§ What you are asked to do
How many rows below contain the string "claw"? Case counts, and the answer should be the number alone.

(Rows contained in a dataset)
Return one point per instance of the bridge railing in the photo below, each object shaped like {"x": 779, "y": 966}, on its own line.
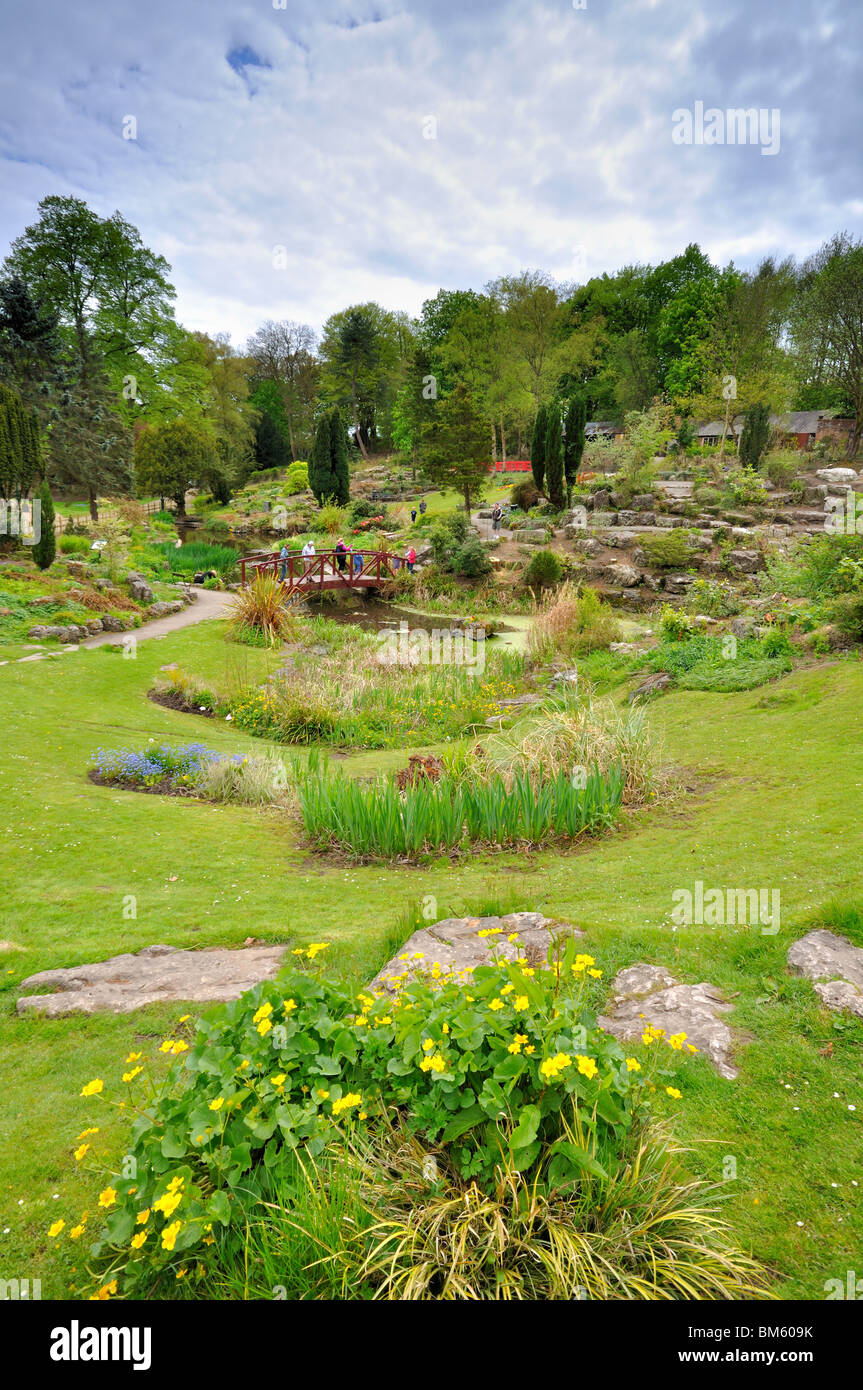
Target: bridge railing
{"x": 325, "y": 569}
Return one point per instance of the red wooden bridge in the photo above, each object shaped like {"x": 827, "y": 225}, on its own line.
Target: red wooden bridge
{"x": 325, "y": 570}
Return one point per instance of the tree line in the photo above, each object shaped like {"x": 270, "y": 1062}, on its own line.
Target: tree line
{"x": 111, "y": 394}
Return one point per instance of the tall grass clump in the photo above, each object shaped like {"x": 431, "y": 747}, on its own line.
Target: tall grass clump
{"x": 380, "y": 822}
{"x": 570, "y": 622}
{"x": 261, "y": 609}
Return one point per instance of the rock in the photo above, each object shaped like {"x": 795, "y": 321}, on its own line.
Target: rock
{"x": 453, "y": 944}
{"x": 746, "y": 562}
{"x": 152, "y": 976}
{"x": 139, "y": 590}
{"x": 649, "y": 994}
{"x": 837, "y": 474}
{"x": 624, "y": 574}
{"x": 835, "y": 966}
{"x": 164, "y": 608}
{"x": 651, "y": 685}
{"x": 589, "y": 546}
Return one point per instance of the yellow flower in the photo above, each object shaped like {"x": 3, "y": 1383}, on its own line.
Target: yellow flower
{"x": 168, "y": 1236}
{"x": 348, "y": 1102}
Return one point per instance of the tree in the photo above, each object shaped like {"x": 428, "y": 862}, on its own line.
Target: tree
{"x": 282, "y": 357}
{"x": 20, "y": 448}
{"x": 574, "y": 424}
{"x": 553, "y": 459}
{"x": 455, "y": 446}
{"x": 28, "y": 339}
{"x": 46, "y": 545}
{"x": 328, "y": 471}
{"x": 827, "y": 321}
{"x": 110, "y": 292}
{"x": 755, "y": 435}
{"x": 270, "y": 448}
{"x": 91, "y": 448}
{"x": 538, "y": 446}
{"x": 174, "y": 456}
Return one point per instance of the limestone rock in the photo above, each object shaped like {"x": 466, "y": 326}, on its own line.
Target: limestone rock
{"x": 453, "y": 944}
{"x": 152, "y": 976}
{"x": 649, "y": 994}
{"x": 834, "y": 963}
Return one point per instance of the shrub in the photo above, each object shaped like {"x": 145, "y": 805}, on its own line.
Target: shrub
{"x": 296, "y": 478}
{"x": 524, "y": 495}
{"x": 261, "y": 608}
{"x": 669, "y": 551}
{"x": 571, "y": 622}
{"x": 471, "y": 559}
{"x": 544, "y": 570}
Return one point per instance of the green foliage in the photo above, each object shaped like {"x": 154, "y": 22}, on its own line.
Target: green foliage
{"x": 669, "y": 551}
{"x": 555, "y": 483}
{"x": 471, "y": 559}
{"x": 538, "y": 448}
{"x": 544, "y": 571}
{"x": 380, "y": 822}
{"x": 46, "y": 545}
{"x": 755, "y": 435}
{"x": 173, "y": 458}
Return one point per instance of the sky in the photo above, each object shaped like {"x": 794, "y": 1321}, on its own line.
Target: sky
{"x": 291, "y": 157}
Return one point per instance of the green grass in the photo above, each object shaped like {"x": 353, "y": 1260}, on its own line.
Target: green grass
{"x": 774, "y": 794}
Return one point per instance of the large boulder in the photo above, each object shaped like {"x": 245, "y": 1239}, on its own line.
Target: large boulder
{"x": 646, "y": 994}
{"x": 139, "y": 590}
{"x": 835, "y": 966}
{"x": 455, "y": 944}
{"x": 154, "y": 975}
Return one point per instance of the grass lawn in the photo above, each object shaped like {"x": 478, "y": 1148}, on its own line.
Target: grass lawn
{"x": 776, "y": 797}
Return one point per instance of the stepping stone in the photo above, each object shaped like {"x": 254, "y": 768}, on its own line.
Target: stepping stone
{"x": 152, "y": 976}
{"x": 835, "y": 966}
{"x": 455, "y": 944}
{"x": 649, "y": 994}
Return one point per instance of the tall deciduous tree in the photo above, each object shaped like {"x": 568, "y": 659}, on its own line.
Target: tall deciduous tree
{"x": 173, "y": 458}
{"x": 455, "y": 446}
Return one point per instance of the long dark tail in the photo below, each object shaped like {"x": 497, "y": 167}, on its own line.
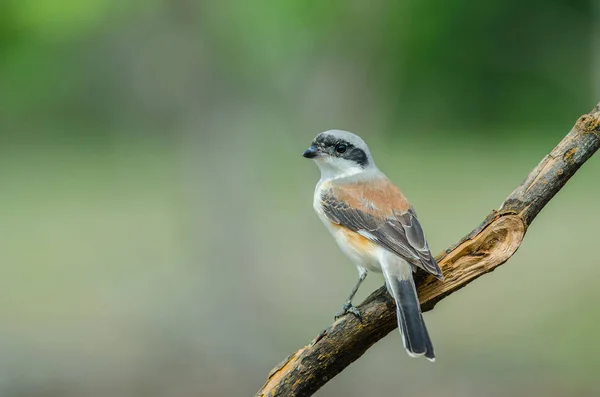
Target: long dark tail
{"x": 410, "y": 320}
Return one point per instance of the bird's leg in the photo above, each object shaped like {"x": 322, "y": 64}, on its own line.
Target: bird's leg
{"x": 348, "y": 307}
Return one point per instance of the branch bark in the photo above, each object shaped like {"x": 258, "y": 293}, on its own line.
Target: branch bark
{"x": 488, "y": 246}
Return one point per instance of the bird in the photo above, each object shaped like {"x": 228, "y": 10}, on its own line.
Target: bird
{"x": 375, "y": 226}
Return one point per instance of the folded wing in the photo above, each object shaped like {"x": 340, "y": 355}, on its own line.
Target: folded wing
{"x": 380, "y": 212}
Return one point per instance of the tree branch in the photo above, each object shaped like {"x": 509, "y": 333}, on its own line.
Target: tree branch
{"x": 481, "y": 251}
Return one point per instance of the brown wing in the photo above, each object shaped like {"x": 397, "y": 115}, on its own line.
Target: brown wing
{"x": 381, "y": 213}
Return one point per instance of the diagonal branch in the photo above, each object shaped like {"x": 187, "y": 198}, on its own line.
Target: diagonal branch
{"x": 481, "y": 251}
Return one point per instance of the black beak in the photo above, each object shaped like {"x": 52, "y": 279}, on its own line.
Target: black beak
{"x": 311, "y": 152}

==

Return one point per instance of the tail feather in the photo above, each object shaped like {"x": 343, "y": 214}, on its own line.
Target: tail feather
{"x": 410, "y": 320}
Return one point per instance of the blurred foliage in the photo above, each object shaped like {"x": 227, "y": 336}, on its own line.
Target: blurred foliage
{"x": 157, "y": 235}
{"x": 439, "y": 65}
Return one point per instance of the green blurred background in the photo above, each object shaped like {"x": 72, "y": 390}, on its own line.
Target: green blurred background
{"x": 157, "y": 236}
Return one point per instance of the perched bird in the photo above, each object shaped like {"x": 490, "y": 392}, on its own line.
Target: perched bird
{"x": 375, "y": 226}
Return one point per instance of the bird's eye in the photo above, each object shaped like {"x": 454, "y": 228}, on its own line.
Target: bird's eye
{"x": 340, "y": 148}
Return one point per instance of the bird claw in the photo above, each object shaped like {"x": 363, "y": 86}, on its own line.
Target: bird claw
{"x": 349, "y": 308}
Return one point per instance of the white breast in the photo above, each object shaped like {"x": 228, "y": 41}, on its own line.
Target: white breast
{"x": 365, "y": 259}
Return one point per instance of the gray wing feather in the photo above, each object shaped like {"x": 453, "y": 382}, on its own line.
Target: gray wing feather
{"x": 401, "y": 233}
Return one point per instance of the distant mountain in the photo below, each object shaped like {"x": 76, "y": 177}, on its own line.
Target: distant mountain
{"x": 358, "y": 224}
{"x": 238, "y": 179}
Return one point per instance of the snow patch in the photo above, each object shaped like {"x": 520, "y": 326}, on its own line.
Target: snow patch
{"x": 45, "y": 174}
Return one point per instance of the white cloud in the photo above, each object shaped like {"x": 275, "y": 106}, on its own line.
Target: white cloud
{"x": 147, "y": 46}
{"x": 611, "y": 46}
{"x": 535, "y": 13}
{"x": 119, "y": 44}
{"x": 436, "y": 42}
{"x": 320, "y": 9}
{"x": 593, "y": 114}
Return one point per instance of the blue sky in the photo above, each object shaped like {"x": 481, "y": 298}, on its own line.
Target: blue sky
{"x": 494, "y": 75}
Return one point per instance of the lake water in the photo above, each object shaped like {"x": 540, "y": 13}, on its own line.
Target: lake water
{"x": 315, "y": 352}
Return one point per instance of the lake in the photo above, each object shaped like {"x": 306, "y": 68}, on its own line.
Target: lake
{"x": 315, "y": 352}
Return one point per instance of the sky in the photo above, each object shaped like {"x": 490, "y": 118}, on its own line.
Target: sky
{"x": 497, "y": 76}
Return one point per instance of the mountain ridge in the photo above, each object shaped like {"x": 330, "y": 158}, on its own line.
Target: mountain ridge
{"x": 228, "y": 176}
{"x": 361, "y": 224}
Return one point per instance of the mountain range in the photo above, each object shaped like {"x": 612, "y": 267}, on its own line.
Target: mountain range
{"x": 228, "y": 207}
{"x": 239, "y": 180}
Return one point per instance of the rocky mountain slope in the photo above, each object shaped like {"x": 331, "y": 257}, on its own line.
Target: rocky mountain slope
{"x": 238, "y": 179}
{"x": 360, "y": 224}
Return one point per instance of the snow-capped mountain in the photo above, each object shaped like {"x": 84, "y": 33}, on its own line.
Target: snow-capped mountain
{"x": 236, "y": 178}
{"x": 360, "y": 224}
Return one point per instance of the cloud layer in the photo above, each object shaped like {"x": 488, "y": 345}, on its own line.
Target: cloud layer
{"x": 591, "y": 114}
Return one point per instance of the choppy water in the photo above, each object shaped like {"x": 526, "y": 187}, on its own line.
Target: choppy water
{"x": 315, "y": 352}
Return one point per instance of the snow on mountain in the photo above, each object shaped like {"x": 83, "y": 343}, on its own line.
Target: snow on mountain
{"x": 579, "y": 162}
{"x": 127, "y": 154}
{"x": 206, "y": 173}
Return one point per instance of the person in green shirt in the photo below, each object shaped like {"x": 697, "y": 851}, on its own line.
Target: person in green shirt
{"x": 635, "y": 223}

---

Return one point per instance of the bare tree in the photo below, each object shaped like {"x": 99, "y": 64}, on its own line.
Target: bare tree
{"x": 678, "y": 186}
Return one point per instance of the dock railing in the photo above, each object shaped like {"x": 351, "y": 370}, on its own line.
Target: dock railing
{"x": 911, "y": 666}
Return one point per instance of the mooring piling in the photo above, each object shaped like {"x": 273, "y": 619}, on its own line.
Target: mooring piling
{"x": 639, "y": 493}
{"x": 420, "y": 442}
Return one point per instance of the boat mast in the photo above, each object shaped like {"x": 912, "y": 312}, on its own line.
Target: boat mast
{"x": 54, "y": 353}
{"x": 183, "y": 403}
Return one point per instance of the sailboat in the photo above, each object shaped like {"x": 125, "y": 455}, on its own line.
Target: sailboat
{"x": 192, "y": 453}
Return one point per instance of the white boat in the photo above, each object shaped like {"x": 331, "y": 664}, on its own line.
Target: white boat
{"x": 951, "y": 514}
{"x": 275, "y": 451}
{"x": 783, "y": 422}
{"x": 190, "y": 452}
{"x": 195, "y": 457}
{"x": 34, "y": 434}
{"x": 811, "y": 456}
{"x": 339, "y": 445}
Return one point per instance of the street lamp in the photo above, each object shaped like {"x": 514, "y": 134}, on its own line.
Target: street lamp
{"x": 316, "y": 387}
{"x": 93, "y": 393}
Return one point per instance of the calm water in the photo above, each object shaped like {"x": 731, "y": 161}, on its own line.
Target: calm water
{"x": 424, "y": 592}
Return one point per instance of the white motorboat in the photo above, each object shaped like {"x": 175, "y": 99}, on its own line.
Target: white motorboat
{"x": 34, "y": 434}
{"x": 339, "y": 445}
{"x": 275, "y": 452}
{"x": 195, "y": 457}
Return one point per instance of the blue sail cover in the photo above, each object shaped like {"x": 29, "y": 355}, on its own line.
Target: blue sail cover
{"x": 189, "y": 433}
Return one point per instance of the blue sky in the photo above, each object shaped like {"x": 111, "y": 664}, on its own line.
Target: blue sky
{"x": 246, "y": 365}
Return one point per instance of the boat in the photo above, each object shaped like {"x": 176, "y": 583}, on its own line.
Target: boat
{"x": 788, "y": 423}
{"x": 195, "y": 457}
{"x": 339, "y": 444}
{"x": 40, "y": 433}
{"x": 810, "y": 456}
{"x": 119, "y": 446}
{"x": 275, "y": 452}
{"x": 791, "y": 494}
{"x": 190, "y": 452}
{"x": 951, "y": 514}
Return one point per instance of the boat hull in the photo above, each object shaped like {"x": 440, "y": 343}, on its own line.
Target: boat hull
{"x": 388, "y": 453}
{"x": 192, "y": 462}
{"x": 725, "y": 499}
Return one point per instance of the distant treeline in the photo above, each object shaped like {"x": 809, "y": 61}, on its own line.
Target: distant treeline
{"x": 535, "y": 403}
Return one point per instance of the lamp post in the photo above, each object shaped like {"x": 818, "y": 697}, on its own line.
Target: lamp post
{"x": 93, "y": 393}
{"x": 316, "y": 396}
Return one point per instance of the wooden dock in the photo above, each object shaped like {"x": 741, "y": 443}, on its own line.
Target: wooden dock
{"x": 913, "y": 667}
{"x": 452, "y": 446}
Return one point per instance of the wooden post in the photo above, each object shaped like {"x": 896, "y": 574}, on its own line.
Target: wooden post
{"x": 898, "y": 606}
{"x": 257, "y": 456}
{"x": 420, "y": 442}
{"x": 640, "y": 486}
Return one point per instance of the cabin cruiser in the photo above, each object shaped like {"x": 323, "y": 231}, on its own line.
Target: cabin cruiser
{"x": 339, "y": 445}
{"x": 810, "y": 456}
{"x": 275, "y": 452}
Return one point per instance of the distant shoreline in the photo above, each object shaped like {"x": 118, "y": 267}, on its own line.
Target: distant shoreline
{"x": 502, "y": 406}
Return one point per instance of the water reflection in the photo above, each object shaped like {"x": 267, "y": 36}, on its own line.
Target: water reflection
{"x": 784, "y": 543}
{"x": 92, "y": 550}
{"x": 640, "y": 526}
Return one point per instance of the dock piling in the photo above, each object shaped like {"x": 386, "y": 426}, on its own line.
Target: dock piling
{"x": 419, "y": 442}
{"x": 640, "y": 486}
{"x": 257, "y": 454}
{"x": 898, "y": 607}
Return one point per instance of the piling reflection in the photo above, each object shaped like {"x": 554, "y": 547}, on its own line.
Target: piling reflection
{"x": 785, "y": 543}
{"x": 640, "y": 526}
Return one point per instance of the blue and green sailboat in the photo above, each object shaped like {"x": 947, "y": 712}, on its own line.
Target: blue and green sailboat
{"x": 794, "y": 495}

§ Written reply
2